## begin Text
Also, the Android System WebView package is not installed on /e/OS
It doesn’t have to be visible to you. You would have to check with ADB to actually know that it’s not installed.
And I don’t think Android without WebView is a thing. Many apps depend on it…
It shows up as an installable app. Although, I just checked the repo of the /e/ browser and it is probably bigger than it appears to be in App Info. I’ll edit the post rq
100mb isn’t that big these days, bud.
But it should be.
Better technology and more storage should never excuse a lack of optimization.
I’m not up to speed on the optimization levels of mobile Web browsers, but these days you rarely see properly optimized consumer software. Games and websites tend to be the worst offenders, and many mobile apps appear 10x the size you would expect them to be.
Imagine the utopia we would live in if every website was as beautiful as this https://perfectmotherfuckingwebsite.com/
True, but I’d still like to see the explanation for why a mouse driver needs to be 300MB…!
Dude, you should see webpages… if it’s built using react a website can easily clock in at half a gig.
## end Text
## begin Task input
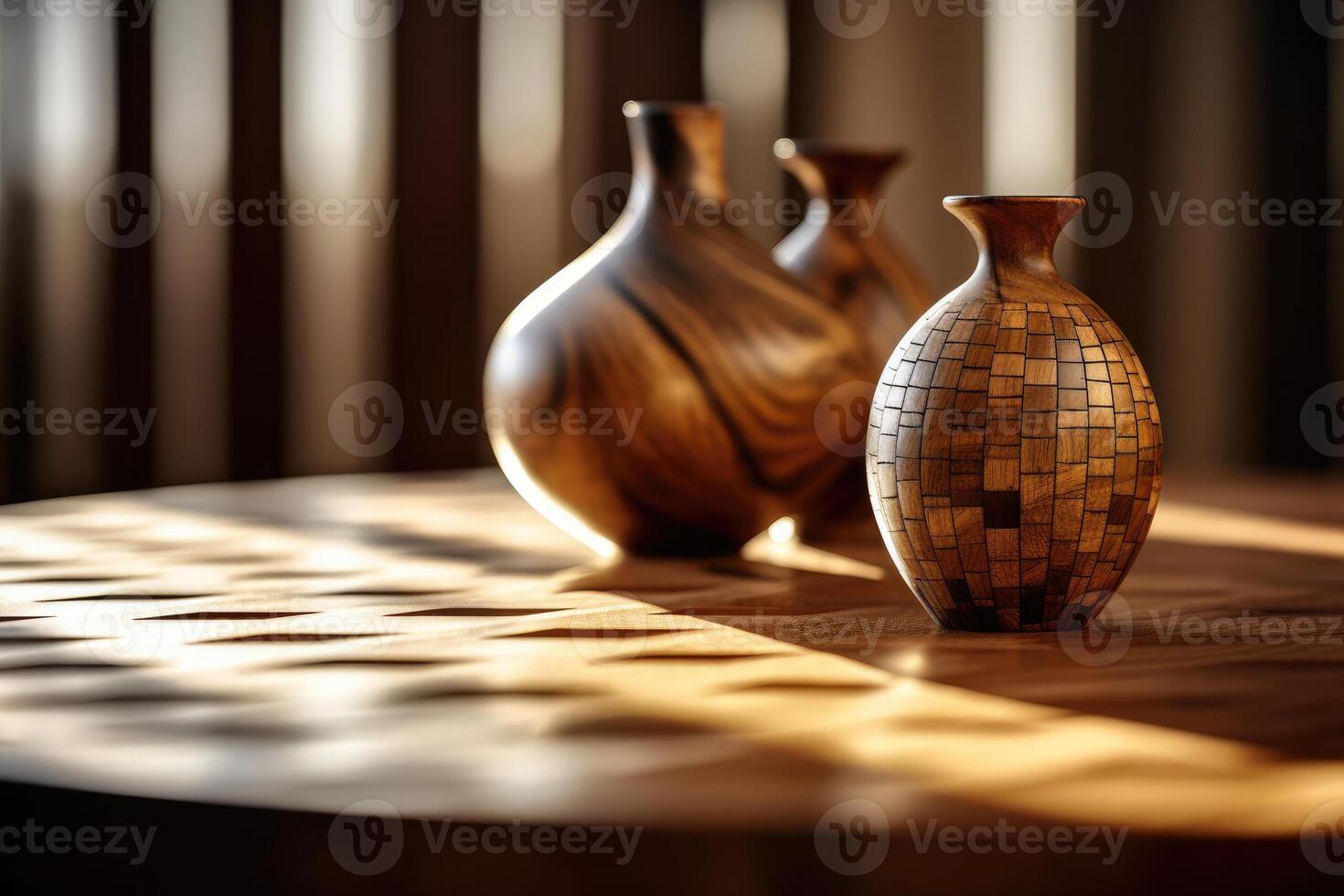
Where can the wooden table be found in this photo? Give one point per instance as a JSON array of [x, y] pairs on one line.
[[257, 657]]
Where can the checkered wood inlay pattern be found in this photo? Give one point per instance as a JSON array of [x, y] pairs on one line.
[[1015, 454]]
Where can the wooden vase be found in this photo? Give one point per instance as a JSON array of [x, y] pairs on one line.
[[846, 260], [677, 321], [1015, 446]]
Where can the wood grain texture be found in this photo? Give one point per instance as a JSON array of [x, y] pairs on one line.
[[679, 321], [1015, 445], [841, 252]]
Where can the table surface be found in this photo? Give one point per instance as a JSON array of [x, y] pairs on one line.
[[433, 643]]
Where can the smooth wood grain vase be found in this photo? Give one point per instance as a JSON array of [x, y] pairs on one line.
[[675, 318], [846, 260], [1015, 446]]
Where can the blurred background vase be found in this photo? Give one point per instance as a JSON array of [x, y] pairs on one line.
[[846, 260], [687, 364], [1015, 453]]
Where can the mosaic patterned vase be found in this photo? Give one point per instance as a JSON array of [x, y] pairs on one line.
[[841, 252], [702, 360], [1015, 446]]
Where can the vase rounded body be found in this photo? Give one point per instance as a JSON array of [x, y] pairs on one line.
[[1015, 445], [844, 258], [700, 360]]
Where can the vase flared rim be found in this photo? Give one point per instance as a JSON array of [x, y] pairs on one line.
[[1012, 200], [786, 148], [636, 108]]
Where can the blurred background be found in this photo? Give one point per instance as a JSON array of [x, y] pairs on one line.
[[219, 215]]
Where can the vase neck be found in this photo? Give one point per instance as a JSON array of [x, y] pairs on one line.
[[844, 180], [1015, 232], [677, 148], [837, 172]]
## end Task input
Work to complete:
1 - Using the forum thread, decide whether each statement agrees with it: (a) One post says the Android System WebView package is not installed on /e/OS. (b) One post calls 100mb big by today's standards. (c) One post says a website built using react can reach half a gig. Answer yes or no for each, quoting the deciding words.
2 - In the records, retype without any changes the stretch from the line containing "Where can the vase rounded" through the last line of the records.
The forum thread and the records have nothing to do with each other.

Task answers:
1 -
(a) Yes: "Also, the Android System WebView package is not installed on /e/OS"
(b) No: "100mb isn’t that big these days, bud."
(c) Yes: "if it’s built using react a website can easily clock in at half a gig."

2 -
Where can the vase rounded body be found in this photo? Give one point per instance as a JSON array of [x, y] pairs on one line.
[[1015, 445], [844, 258], [700, 360]]
Where can the vase flared rim be found in this photo? Give one point per instance as a JSON array of [x, y] pairs on one line.
[[1012, 200], [786, 148], [636, 108]]
Where can the blurred background be found in this photo? Give one point per instance as a JSON array of [x, y] pairs on one line.
[[219, 215]]
Where can the vase neck be found in this photo? Give one point per instance as a JSON array of [x, y] pairs on one line.
[[844, 180], [1015, 232], [677, 148], [837, 172]]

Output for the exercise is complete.